TASK BRIEF>
Pull out every line in the data below that contains the string "this".
— BEGIN —
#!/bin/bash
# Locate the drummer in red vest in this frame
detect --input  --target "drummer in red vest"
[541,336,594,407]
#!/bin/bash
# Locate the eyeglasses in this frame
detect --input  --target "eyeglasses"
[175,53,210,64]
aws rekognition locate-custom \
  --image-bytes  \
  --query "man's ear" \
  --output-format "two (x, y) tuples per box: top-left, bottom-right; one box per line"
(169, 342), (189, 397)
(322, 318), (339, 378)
— END —
— BEGIN —
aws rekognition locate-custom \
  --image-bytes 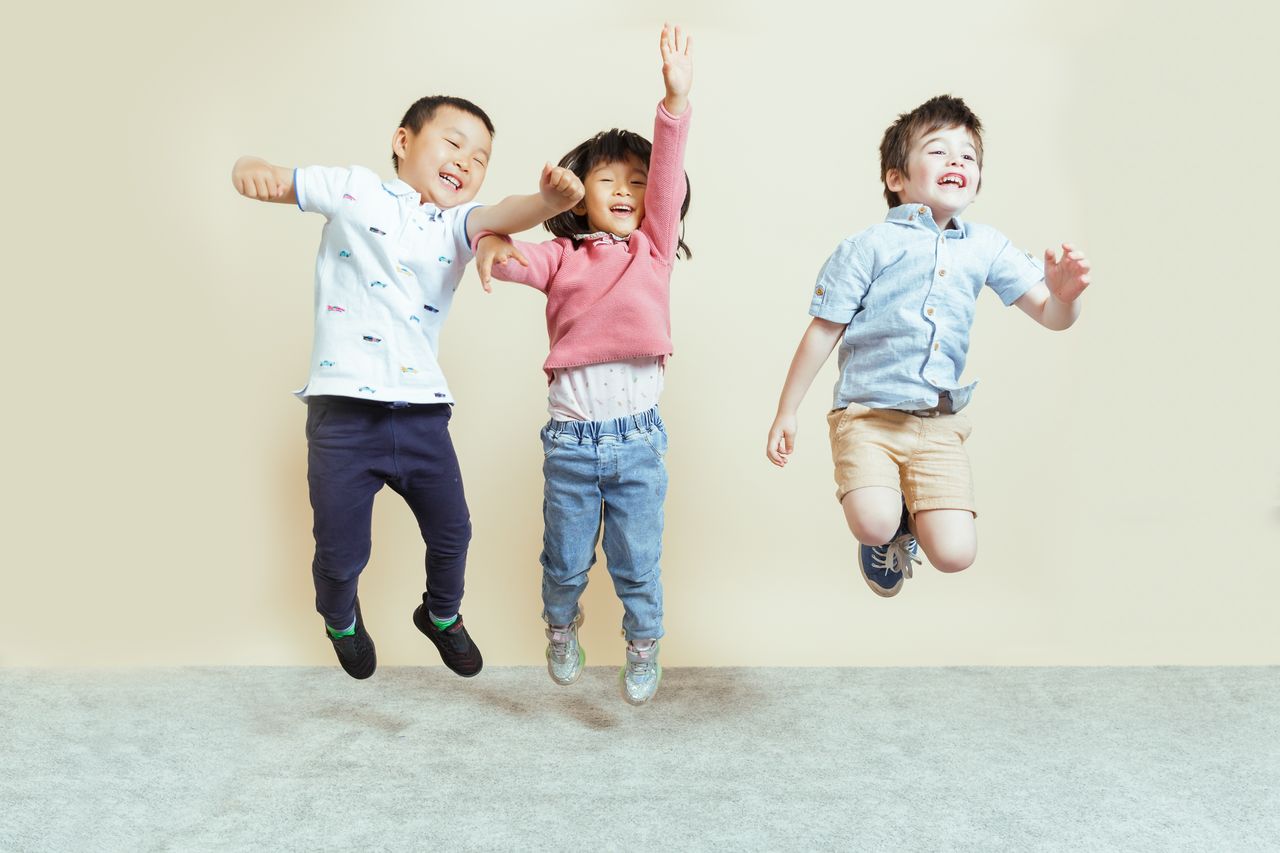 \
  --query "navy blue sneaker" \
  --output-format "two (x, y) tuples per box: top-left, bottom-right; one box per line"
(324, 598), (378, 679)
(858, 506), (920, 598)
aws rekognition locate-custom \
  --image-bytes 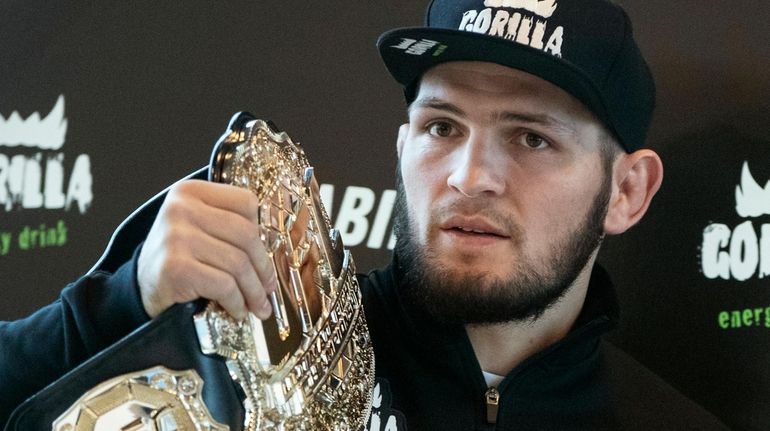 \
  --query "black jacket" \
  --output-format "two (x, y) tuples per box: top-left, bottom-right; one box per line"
— END —
— BEGIN —
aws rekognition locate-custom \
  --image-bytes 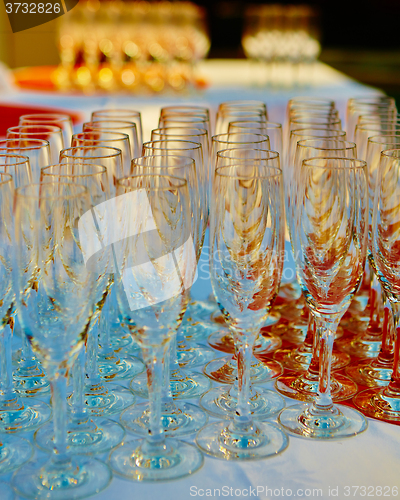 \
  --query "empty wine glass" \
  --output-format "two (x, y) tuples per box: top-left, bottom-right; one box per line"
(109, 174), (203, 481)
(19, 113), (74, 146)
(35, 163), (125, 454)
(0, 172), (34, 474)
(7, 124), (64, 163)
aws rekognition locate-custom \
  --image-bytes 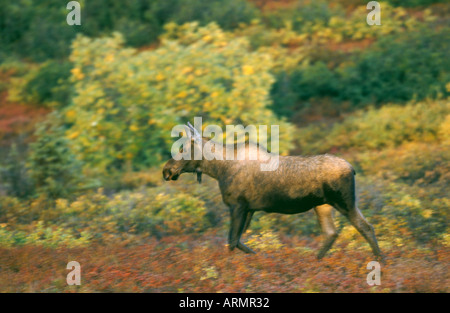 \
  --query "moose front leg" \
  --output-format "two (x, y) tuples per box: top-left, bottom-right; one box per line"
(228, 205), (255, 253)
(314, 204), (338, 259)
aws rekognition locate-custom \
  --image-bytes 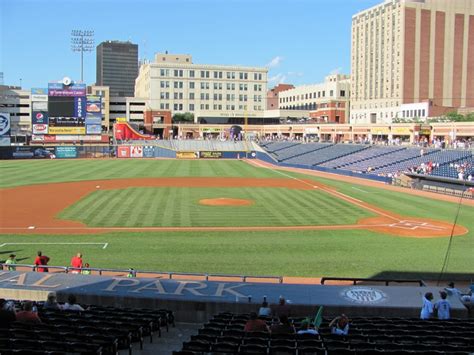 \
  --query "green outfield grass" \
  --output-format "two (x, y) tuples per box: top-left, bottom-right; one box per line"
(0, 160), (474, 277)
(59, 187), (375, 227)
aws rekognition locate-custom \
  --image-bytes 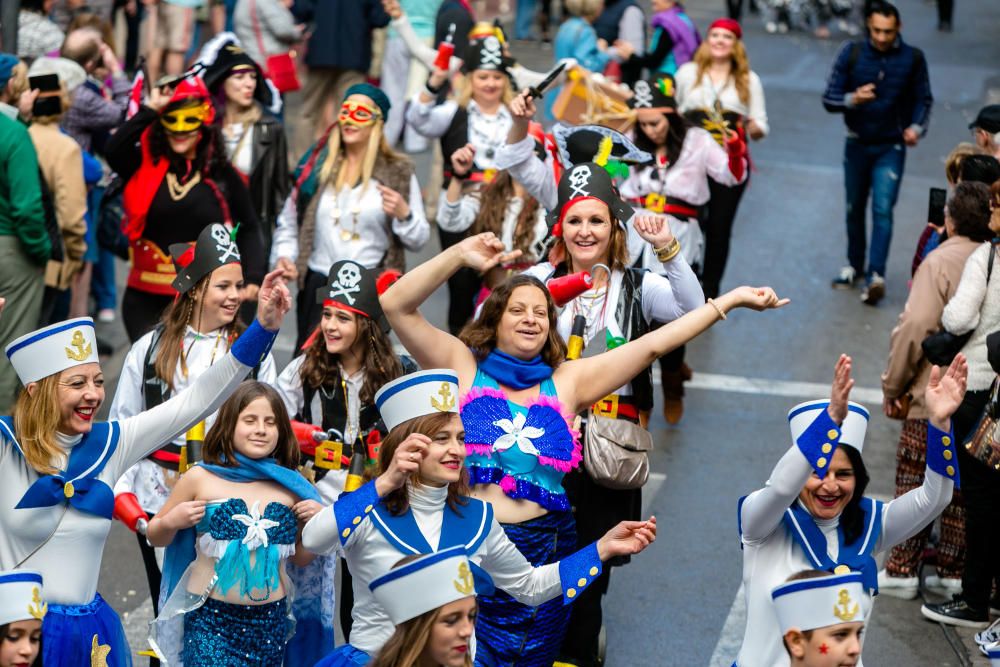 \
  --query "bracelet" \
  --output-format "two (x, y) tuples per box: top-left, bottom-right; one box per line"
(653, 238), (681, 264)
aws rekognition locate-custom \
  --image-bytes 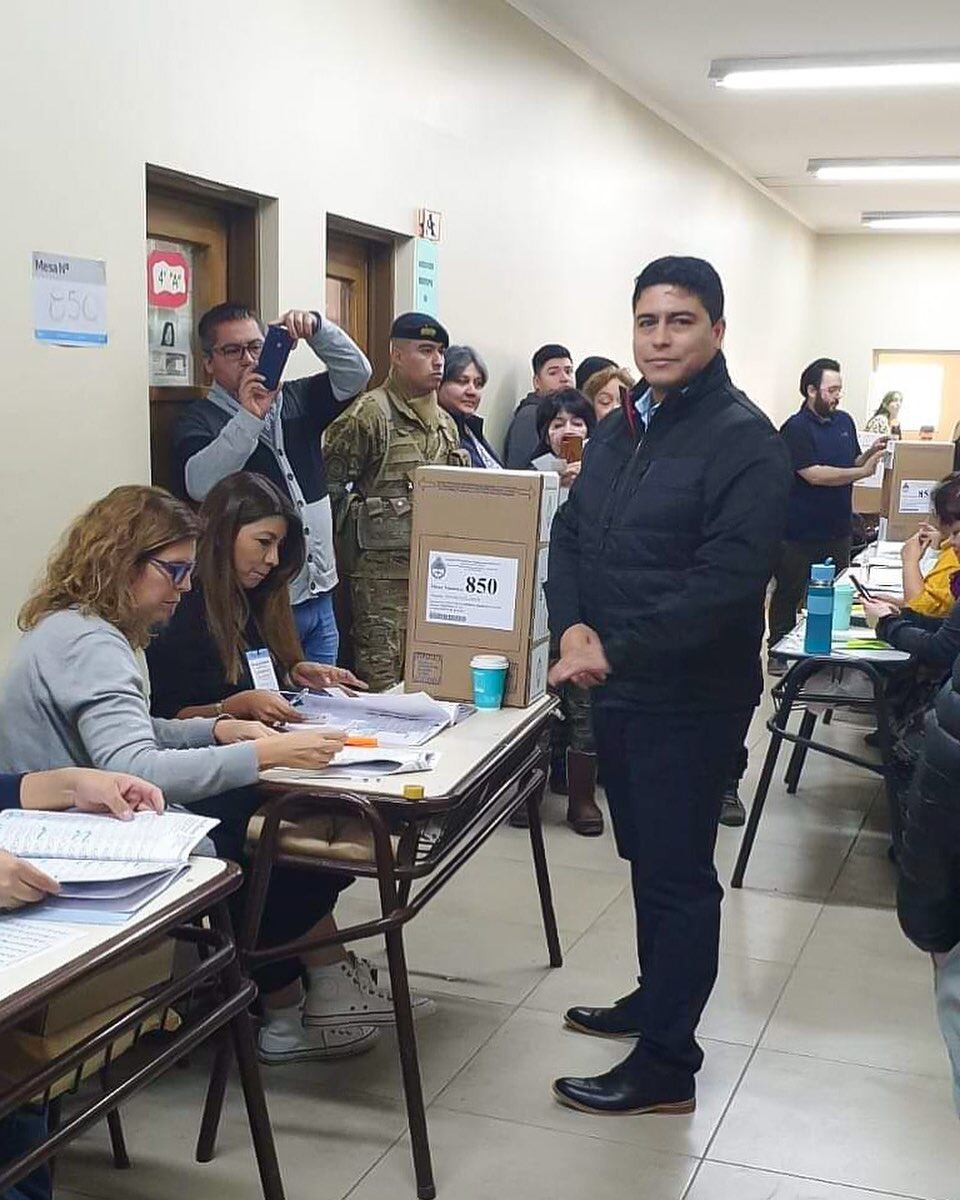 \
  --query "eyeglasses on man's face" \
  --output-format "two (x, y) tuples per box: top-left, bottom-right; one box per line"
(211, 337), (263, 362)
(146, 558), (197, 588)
— END —
THE RESULT>
# Locate the drummer in red vest in this frame
# Locate the eyeglasses in this frame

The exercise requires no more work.